■ What the task requires ■
Both the line with "The component shall locate one point per instance of the four" and the line with "work trousers, writing one line per instance." in the records below must appear in the output, along with every line between them, exactly and with nothing added.

■ Point localization data ■
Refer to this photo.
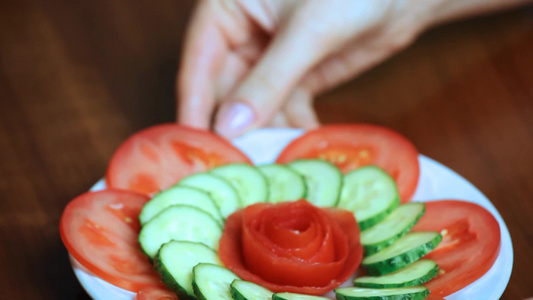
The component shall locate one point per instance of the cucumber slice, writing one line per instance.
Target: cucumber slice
(404, 251)
(354, 293)
(322, 178)
(220, 190)
(293, 296)
(212, 282)
(284, 183)
(371, 193)
(417, 273)
(246, 290)
(179, 222)
(393, 227)
(250, 184)
(179, 195)
(175, 261)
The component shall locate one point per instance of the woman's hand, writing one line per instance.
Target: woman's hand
(253, 63)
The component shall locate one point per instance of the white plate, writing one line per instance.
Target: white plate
(436, 182)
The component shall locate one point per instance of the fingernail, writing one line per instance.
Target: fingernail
(234, 120)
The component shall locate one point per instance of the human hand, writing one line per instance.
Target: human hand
(253, 63)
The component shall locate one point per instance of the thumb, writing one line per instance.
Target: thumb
(262, 93)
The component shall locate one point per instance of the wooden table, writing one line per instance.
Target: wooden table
(78, 77)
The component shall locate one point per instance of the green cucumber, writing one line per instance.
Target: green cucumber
(212, 282)
(355, 293)
(246, 290)
(404, 251)
(175, 261)
(393, 227)
(369, 192)
(293, 296)
(179, 222)
(322, 178)
(417, 273)
(250, 184)
(179, 195)
(220, 190)
(284, 183)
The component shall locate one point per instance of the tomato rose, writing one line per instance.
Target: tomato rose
(292, 246)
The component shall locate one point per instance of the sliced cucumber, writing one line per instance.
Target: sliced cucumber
(417, 273)
(393, 227)
(246, 290)
(175, 261)
(179, 222)
(284, 183)
(369, 192)
(250, 184)
(404, 251)
(180, 195)
(322, 178)
(220, 190)
(355, 293)
(212, 282)
(293, 296)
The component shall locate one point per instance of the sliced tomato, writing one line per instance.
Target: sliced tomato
(100, 230)
(470, 245)
(268, 255)
(354, 145)
(156, 293)
(157, 157)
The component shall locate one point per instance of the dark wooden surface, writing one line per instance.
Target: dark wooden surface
(78, 77)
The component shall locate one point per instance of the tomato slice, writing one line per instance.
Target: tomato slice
(268, 255)
(470, 245)
(157, 157)
(156, 293)
(100, 230)
(353, 145)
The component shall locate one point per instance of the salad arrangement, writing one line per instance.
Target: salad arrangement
(211, 224)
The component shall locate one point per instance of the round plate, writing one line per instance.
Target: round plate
(436, 182)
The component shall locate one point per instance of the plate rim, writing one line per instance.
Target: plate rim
(92, 284)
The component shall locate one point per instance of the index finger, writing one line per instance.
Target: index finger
(203, 56)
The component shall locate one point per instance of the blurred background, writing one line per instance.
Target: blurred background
(78, 77)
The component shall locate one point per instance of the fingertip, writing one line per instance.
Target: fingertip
(234, 119)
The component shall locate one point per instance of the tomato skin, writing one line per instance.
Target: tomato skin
(157, 157)
(350, 146)
(470, 246)
(248, 255)
(100, 230)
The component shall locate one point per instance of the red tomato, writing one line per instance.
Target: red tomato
(156, 293)
(157, 157)
(470, 245)
(268, 254)
(100, 230)
(355, 145)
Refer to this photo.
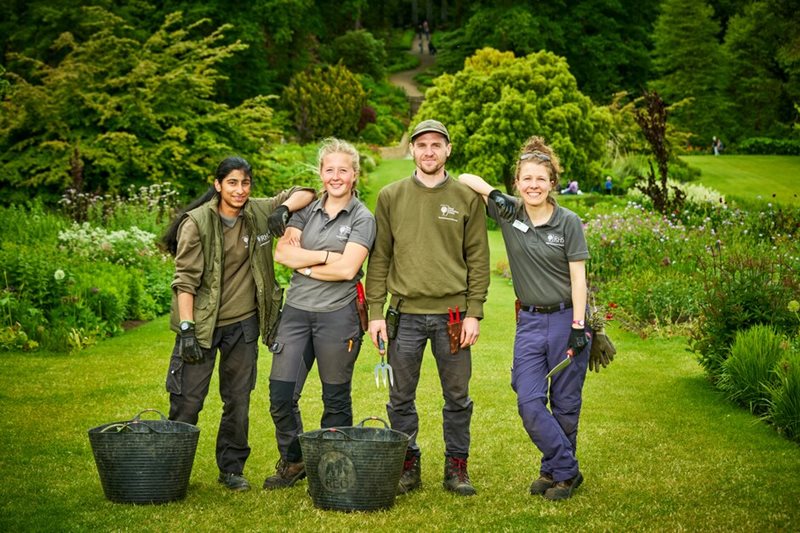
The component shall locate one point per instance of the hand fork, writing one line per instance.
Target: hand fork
(383, 370)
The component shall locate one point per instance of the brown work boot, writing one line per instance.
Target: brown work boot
(456, 478)
(411, 477)
(563, 489)
(542, 483)
(286, 475)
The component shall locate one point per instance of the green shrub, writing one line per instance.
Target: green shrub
(784, 398)
(767, 146)
(325, 101)
(744, 285)
(748, 374)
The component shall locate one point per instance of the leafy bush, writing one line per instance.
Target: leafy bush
(748, 374)
(122, 108)
(325, 101)
(767, 146)
(784, 398)
(359, 51)
(743, 287)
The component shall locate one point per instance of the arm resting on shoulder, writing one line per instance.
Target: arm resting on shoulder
(289, 253)
(345, 268)
(577, 279)
(477, 184)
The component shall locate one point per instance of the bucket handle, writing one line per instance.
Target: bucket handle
(332, 432)
(138, 416)
(385, 425)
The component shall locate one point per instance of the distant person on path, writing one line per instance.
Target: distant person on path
(572, 188)
(325, 244)
(547, 253)
(223, 296)
(431, 47)
(432, 255)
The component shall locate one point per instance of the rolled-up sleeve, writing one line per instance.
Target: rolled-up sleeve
(188, 258)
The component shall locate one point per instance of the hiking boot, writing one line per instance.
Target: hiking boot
(234, 482)
(540, 485)
(563, 489)
(456, 478)
(411, 478)
(286, 475)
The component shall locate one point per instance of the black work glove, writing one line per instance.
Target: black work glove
(602, 352)
(277, 220)
(578, 339)
(507, 208)
(190, 351)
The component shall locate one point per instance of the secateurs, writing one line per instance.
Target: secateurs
(383, 370)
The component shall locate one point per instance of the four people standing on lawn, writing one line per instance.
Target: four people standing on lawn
(547, 252)
(431, 254)
(224, 296)
(325, 244)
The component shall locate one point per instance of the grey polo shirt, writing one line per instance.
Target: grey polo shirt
(539, 256)
(355, 224)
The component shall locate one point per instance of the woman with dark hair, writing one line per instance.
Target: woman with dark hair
(224, 296)
(326, 243)
(547, 253)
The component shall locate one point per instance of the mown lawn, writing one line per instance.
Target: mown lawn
(660, 450)
(770, 178)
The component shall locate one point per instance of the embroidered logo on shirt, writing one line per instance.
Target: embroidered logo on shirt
(344, 232)
(448, 213)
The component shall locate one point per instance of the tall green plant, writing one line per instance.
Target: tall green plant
(749, 373)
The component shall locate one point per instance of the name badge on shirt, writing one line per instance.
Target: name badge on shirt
(520, 226)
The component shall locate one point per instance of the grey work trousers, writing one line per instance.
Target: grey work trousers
(188, 387)
(331, 338)
(455, 370)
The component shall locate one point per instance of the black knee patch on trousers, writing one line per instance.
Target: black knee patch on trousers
(338, 405)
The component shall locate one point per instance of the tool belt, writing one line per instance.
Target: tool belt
(546, 309)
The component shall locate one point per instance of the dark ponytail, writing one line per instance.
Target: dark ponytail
(228, 165)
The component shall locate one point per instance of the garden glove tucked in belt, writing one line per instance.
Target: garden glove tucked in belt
(578, 339)
(505, 207)
(190, 351)
(602, 352)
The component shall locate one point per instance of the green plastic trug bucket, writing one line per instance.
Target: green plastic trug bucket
(354, 468)
(144, 461)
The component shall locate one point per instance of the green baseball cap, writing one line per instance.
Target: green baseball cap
(430, 125)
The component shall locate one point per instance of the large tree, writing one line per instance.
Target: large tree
(117, 111)
(497, 101)
(689, 63)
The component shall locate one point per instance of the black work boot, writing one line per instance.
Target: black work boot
(542, 483)
(286, 474)
(564, 489)
(456, 478)
(412, 474)
(234, 482)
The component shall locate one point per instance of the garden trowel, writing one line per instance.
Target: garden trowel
(383, 370)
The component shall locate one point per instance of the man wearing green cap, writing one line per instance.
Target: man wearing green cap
(431, 255)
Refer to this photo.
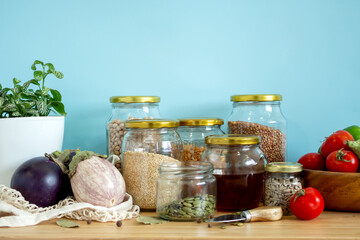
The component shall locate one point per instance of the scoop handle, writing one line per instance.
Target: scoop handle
(263, 214)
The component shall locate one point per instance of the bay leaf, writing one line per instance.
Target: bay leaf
(150, 220)
(66, 223)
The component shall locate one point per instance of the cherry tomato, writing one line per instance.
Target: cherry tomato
(342, 161)
(335, 142)
(354, 130)
(313, 161)
(307, 203)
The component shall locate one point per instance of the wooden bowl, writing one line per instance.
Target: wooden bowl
(341, 191)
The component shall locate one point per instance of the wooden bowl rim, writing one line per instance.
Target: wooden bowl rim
(330, 172)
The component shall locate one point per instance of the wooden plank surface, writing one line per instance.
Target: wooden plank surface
(329, 225)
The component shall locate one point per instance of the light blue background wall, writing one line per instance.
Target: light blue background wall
(195, 55)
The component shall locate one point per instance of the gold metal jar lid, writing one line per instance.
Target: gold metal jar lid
(232, 139)
(256, 98)
(134, 99)
(201, 121)
(152, 123)
(283, 167)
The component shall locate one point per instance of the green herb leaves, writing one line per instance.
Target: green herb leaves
(20, 101)
(150, 220)
(66, 223)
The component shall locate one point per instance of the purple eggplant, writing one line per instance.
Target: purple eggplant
(41, 182)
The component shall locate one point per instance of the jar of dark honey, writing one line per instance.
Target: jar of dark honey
(238, 169)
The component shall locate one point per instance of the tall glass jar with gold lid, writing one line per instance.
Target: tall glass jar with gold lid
(193, 131)
(238, 169)
(127, 108)
(146, 145)
(261, 115)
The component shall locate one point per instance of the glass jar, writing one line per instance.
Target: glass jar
(147, 144)
(283, 180)
(261, 115)
(186, 191)
(193, 131)
(127, 108)
(238, 169)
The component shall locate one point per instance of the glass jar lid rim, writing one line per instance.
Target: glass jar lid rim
(175, 166)
(256, 98)
(152, 123)
(232, 139)
(200, 121)
(134, 99)
(283, 167)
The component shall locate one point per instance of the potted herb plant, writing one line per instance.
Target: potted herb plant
(26, 128)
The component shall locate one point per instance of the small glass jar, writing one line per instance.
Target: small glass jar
(186, 191)
(127, 108)
(147, 144)
(261, 115)
(283, 180)
(193, 131)
(238, 169)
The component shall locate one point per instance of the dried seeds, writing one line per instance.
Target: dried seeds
(116, 133)
(279, 191)
(273, 141)
(192, 152)
(190, 208)
(140, 172)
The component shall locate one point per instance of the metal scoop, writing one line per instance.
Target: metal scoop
(260, 214)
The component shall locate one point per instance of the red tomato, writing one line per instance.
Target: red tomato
(313, 161)
(342, 161)
(335, 142)
(307, 203)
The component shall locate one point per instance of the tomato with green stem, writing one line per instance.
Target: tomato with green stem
(354, 130)
(314, 161)
(335, 142)
(307, 203)
(342, 161)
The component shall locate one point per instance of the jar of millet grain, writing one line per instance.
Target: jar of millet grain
(127, 108)
(193, 131)
(283, 180)
(147, 144)
(260, 114)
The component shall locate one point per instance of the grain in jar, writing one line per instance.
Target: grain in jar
(193, 131)
(261, 115)
(147, 144)
(283, 180)
(127, 108)
(186, 191)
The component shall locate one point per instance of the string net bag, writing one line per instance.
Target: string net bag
(15, 211)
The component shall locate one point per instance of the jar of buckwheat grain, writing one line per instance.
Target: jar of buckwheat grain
(147, 144)
(261, 115)
(127, 108)
(193, 131)
(282, 181)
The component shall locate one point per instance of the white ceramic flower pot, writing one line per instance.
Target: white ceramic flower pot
(26, 137)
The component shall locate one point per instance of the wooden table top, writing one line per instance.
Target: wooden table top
(329, 225)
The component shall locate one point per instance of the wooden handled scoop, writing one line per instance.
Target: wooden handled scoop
(260, 214)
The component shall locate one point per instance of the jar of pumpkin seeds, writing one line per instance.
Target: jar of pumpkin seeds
(147, 144)
(282, 181)
(186, 191)
(127, 108)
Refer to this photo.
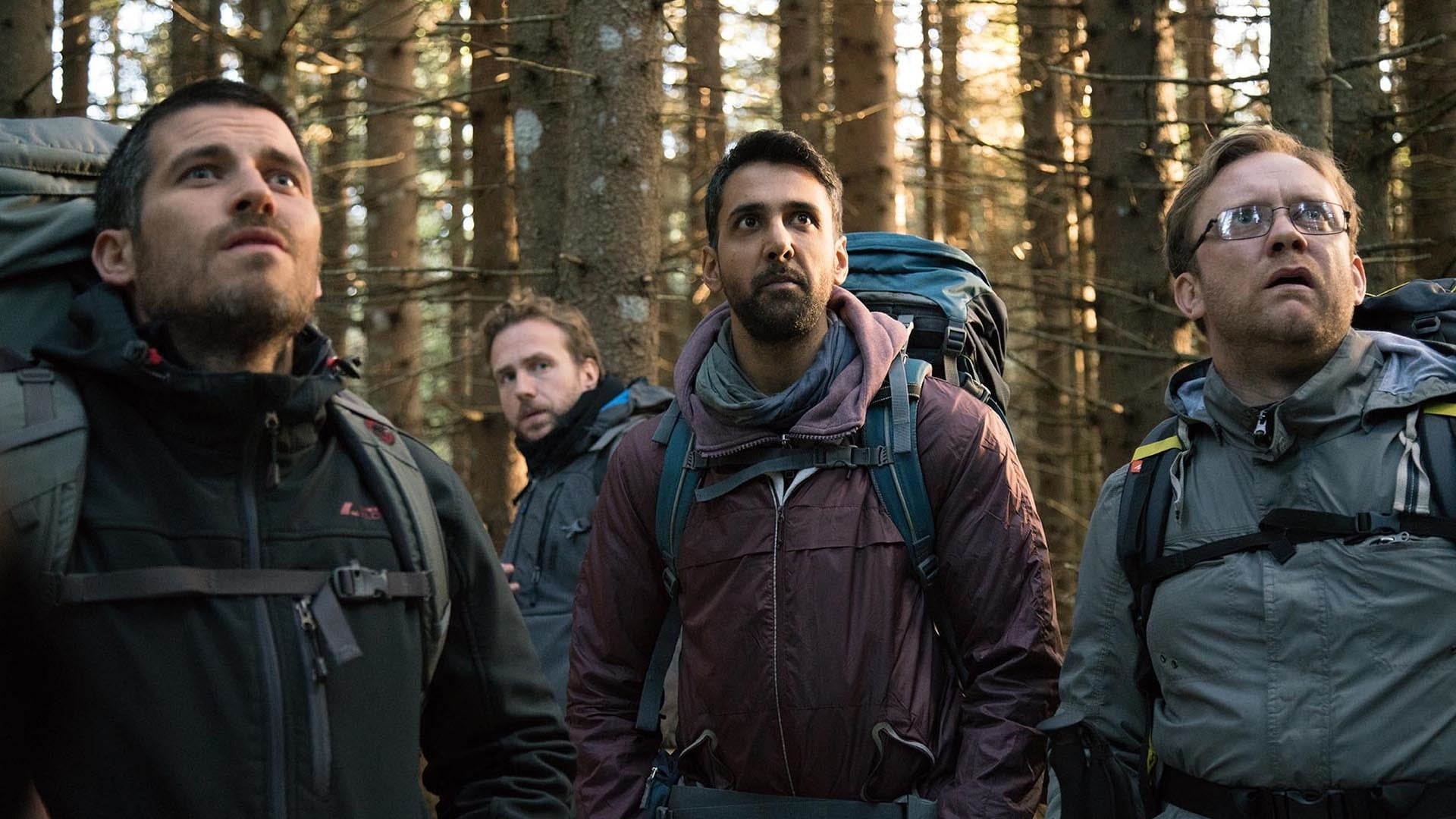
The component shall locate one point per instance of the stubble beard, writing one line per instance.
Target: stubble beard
(777, 318)
(235, 316)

■ Your response ■
The component shall locate one point per instance of the four people standing on lawn, writing one line per instance.
Target: four people standing on lawn
(547, 252)
(431, 254)
(224, 296)
(325, 244)
The component shall locate one point per instance of the grey polo shirt, writing one line per instance.
Target: grey polo shirt
(539, 256)
(355, 224)
The component shall locate one point per instance of the woman with dark hair, writing one line per instance.
Target: woman with dark hair
(224, 296)
(326, 243)
(547, 253)
The component shall locate one point per instance of the mown lawn, writing one line per instance.
Target: mown lawn
(660, 450)
(770, 178)
The component shall locate one point per instance of the embroidered logo on shirt, writing one line per instance.
Target: embroidered logo on shirt
(344, 232)
(448, 213)
The component shall locate one point per instance of the tall green plant, writing one line per instance.
Target: tall green plant
(749, 373)
The component shall locate one point per instance of the name badge on shirt, writing one line per instance.
Target: name badge on shirt
(520, 226)
The component shall locate one point per instance of the grey work trousers, writing one line per instance.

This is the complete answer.